Records from a collection:
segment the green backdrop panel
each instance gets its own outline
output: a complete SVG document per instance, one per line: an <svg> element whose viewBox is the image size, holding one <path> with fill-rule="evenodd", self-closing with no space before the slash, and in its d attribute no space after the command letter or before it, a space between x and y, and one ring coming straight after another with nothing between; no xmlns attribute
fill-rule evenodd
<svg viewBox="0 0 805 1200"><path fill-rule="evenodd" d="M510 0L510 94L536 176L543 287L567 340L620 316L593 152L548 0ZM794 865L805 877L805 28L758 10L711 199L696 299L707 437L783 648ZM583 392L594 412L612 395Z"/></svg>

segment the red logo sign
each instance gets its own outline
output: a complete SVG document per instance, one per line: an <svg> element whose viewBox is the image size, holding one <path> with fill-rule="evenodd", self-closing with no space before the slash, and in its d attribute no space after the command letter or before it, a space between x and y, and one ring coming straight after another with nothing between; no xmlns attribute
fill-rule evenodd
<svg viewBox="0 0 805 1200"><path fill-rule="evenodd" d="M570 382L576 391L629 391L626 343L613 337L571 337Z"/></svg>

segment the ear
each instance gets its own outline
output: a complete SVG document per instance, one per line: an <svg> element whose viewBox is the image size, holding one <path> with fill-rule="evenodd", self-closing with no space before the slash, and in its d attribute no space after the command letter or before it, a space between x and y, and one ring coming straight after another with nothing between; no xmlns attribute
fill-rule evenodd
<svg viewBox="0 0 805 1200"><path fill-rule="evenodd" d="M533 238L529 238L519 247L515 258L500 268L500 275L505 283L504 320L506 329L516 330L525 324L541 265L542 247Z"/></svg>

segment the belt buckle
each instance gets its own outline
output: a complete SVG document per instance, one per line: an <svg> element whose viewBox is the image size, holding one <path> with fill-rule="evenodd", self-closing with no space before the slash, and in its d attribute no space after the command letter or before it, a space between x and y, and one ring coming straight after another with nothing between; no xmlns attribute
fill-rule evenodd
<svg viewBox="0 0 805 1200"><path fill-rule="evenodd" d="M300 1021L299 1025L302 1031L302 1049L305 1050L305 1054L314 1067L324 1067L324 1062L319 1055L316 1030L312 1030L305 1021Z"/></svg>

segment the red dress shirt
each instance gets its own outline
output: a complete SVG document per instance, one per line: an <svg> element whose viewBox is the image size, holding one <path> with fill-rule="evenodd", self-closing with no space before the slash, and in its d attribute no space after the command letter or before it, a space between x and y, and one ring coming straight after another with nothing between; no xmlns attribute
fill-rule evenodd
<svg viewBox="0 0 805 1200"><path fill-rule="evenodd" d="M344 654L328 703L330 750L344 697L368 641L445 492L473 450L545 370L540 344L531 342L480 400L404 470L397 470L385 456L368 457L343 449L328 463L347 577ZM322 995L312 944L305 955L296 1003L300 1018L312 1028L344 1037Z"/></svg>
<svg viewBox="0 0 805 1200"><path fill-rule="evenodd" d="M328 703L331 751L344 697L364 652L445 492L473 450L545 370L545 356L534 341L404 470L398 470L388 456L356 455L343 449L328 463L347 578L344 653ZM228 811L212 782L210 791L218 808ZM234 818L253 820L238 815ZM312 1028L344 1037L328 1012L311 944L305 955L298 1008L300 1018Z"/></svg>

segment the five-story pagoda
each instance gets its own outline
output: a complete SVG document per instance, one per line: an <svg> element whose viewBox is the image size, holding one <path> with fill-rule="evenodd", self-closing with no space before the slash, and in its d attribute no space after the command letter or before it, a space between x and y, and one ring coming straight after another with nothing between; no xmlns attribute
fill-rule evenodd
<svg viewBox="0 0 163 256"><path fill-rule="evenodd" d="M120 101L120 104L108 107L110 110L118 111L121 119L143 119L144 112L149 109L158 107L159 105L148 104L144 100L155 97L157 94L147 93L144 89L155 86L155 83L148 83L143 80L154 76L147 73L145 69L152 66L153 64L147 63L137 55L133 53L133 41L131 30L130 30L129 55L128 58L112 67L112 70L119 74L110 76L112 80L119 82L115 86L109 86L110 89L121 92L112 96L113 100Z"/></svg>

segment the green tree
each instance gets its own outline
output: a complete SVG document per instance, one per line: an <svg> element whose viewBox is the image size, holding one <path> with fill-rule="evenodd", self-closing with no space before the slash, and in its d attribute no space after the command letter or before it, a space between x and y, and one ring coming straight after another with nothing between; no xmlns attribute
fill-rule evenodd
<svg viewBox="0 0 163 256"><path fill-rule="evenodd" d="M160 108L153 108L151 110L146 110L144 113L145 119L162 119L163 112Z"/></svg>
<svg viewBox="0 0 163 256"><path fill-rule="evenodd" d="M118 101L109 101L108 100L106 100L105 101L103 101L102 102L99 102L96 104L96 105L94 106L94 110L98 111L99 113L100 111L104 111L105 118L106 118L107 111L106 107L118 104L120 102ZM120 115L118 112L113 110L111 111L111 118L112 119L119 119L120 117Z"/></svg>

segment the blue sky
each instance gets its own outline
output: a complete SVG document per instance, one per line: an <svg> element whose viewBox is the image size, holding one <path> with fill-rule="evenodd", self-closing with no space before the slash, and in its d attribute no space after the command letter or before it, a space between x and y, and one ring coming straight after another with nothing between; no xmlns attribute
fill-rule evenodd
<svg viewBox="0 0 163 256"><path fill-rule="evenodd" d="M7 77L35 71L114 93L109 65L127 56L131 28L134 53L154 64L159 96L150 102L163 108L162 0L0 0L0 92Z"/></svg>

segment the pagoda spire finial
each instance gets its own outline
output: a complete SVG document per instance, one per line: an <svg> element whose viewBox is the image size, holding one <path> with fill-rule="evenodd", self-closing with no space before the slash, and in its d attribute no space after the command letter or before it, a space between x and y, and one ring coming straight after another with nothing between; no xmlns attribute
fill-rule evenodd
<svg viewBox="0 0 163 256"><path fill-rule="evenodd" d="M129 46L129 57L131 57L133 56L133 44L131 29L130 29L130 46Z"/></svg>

▶ [Exercise description] Recast all of the material above as a two-column CSV whose header is input,output, with one row per item. Put the item's full wording in input and its answer in output, enclose each field in double quotes, and replace every line break inside a field with a space.

▶ [Response to the exercise]
input,output
"segment the green backdrop panel each instance gets its own outline output: a complete SVG document per instance, one per line: an <svg> element whose viewBox is the image size, holding one <path> with fill-rule=""evenodd"", self-closing with no space before the slash, and in its d attribute no space after the command letter or before it, a space between x and y, and one ring coming straight after another with nothing between; no xmlns attribute fill-rule evenodd","<svg viewBox=""0 0 805 1200""><path fill-rule=""evenodd"" d=""M510 0L510 94L536 176L543 287L567 340L620 316L593 152L548 0ZM794 865L805 877L805 28L758 10L711 199L696 299L707 437L783 648ZM583 392L594 412L612 395Z""/></svg>"
"segment the red logo sign each instance gets its own outline output: a complete SVG document per instance, one per line: an <svg> element whose viewBox is the image size, holding one <path> with fill-rule=""evenodd"", self-closing with no space before the slash, and in its d attribute no space after the command letter or before it, a space between x and y, and one ring coming straight after another with nothing between; no xmlns attribute fill-rule evenodd","<svg viewBox=""0 0 805 1200""><path fill-rule=""evenodd"" d=""M570 382L576 391L629 391L626 343L613 337L571 337Z""/></svg>"
"segment the ear each instance gets its own outline output: a complete SVG document per instance, one per line: an <svg> element whose viewBox is the image size, holding one <path> with fill-rule=""evenodd"", self-closing with no space before the slash, and in its d attribute no space after the command letter or before it, a space between x and y, and one ring coming straight after another with nothing between; no xmlns attribute fill-rule evenodd","<svg viewBox=""0 0 805 1200""><path fill-rule=""evenodd"" d=""M533 238L529 238L519 247L515 258L500 268L500 275L505 283L504 320L506 329L516 330L525 324L541 265L542 247Z""/></svg>"
"segment the belt buckle each instance gets its own outline output: a complete SVG document per instance, one per line: an <svg> element whose viewBox is the image size, holding one <path> with fill-rule=""evenodd"", self-closing with no space before the slash, and in its d attribute no space after the command letter or before it, a space between x and y, and one ring coming straight after another with nothing between; no xmlns attribute fill-rule evenodd","<svg viewBox=""0 0 805 1200""><path fill-rule=""evenodd"" d=""M300 1021L299 1025L302 1031L302 1049L305 1050L305 1054L314 1067L324 1067L324 1062L319 1055L316 1030L312 1030L305 1021Z""/></svg>"
"segment the red dress shirt each instance gets its own outline output: a complete SVG document per instance, one per line: an <svg> element whose viewBox is the image size, holding one <path> with fill-rule=""evenodd"", self-closing with no space before the slash, and in its d attribute no space after the command letter or before it, a space between x and y, and one ring coming straight after another with nothing between; no xmlns attribute fill-rule evenodd","<svg viewBox=""0 0 805 1200""><path fill-rule=""evenodd"" d=""M344 654L328 703L330 750L344 697L368 641L445 492L473 450L545 370L540 344L531 342L480 400L404 470L397 470L385 456L368 457L343 449L328 463L347 577ZM322 995L312 944L305 955L296 1003L300 1018L312 1028L344 1037Z""/></svg> <svg viewBox=""0 0 805 1200""><path fill-rule=""evenodd"" d=""M328 703L331 751L344 697L364 652L445 492L473 450L545 370L545 356L534 341L404 470L398 470L388 456L356 455L343 449L328 463L347 578L344 653ZM228 811L212 782L210 791L218 808ZM234 818L253 820L238 815ZM312 1028L344 1037L328 1012L311 944L305 955L298 1008L300 1018Z""/></svg>"
"segment the five-story pagoda each instance gets its own outline output: a complete SVG document per instance, one per line: an <svg> element whose viewBox is the image size, holding one <path> with fill-rule=""evenodd"", self-closing with no space before the slash, and in its d attribute no space after the command letter or before it, a space between x and y, and one ring coming straight after another with nothing between; no xmlns attribute fill-rule evenodd","<svg viewBox=""0 0 163 256""><path fill-rule=""evenodd"" d=""M120 101L120 104L108 107L110 110L118 111L121 119L143 119L144 112L149 109L158 107L159 105L148 104L144 100L155 97L157 94L147 93L144 89L155 86L155 83L148 83L143 80L154 76L147 73L145 69L152 66L153 64L147 63L137 55L133 53L133 41L131 30L130 30L129 55L128 58L112 67L112 70L119 74L110 76L112 80L119 82L115 86L109 86L110 89L121 92L112 96L113 100Z""/></svg>"
"segment the green tree each instance gets its own outline output: a complete SVG document per instance, one per line: an <svg> element whose viewBox is the image size, holding one <path> with fill-rule=""evenodd"", self-closing with no space before the slash, and in its d attribute no space after the command letter or before it, a space between x and y, and one ring coming straight after another with nothing between; no xmlns attribute fill-rule evenodd","<svg viewBox=""0 0 163 256""><path fill-rule=""evenodd"" d=""M160 108L153 108L151 110L146 110L144 113L145 119L162 119L163 112Z""/></svg> <svg viewBox=""0 0 163 256""><path fill-rule=""evenodd"" d=""M118 101L109 101L108 100L106 100L105 101L103 101L102 102L99 102L96 104L96 105L94 106L94 110L98 111L99 113L100 111L104 111L105 118L106 118L107 111L106 107L118 104L120 102ZM120 115L118 112L113 110L111 111L111 118L112 119L119 119L120 117Z""/></svg>"
"segment the blue sky each instance gets its own outline output: a complete SVG document per instance, one per line: an <svg> element whose viewBox is the image size, holding one <path> with fill-rule=""evenodd"", self-closing with no space before the slash, and in its d attribute no space after the command letter or before it, a space between x and y, and one ring coming straight after another with nothing between; no xmlns attribute fill-rule evenodd","<svg viewBox=""0 0 163 256""><path fill-rule=""evenodd"" d=""M7 77L35 71L114 93L109 65L127 56L131 28L134 53L154 64L159 96L150 102L163 108L162 0L0 0L0 92Z""/></svg>"
"segment the pagoda spire finial each instance gets its own outline output: a complete SVG document per instance, one per line: an <svg> element whose viewBox is the image size, holding one <path> with fill-rule=""evenodd"", self-closing with no space before the slash, and in its d attribute no space after the command letter or before it, a space between x and y, and one ring coming straight after another with nothing between; no xmlns attribute fill-rule evenodd","<svg viewBox=""0 0 163 256""><path fill-rule=""evenodd"" d=""M129 46L129 57L131 57L133 56L133 44L131 29L130 29L130 46Z""/></svg>"